■ **WORK ORDER**:
A line qualifies if it holds the string "instance". Copy every qualifying line from the records.

INPUT DATA below:

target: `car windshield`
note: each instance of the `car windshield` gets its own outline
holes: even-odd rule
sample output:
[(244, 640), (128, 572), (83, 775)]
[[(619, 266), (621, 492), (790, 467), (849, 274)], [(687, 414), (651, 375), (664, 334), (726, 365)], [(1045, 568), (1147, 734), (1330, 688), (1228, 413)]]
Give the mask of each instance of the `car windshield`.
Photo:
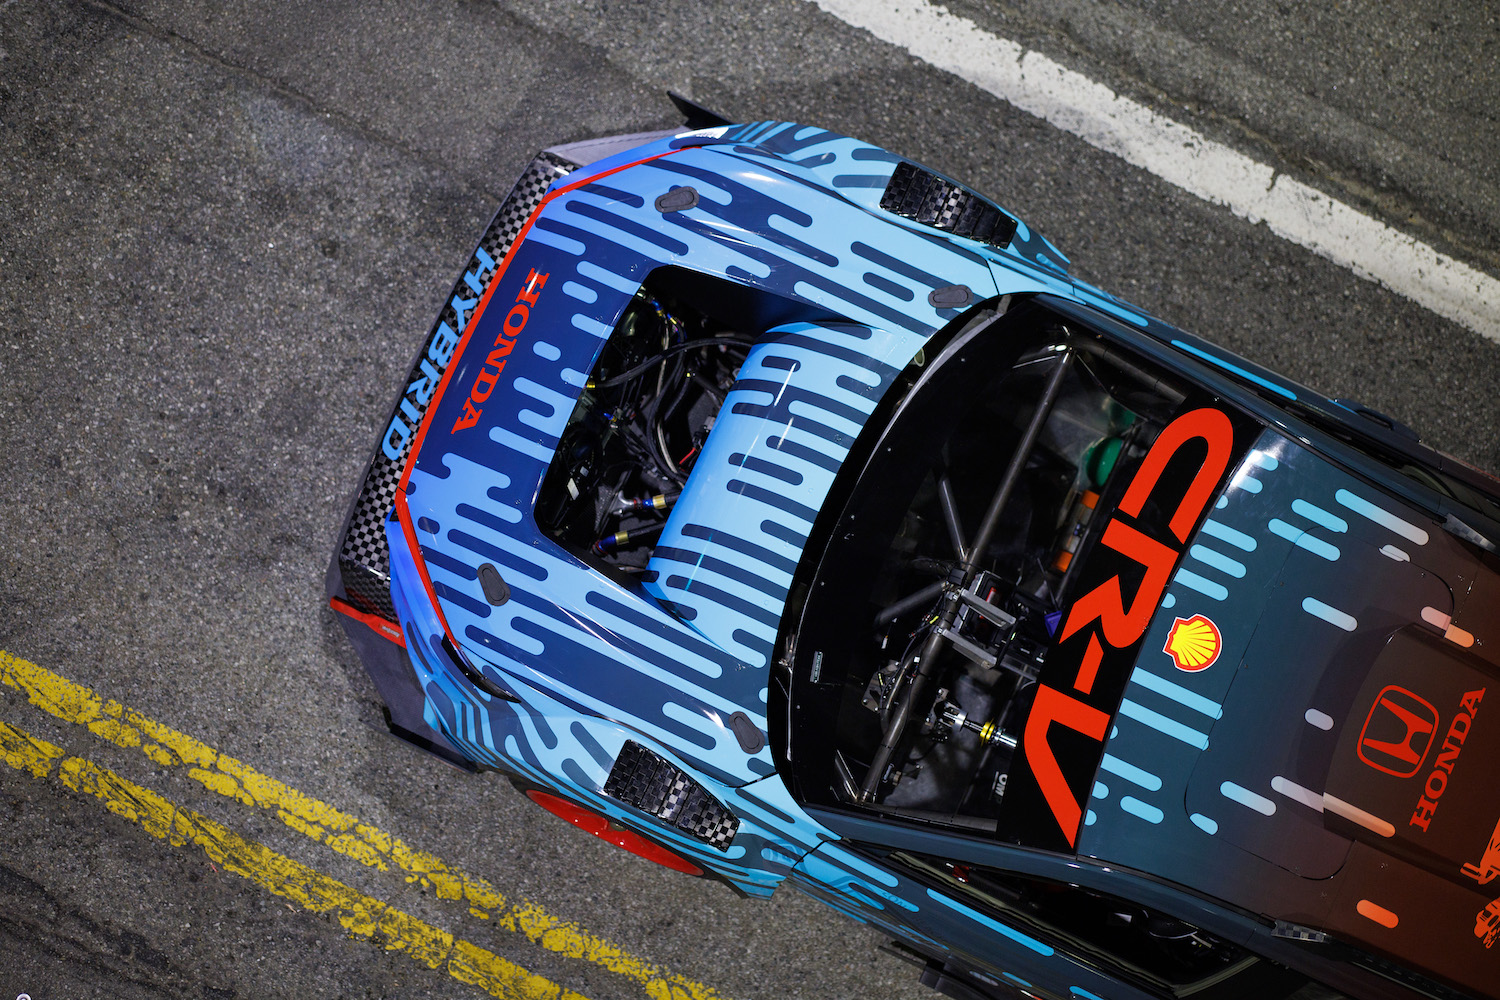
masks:
[(1089, 331), (1022, 313), (919, 356), (825, 512), (782, 660), (786, 763), (810, 802), (1001, 829), (1101, 523), (1195, 405)]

End of INPUT DATA.

■ **RESPONSE**:
note: each instance of the `car windshield` gets its own outline
Give the mask of each instance of the `car windshield`.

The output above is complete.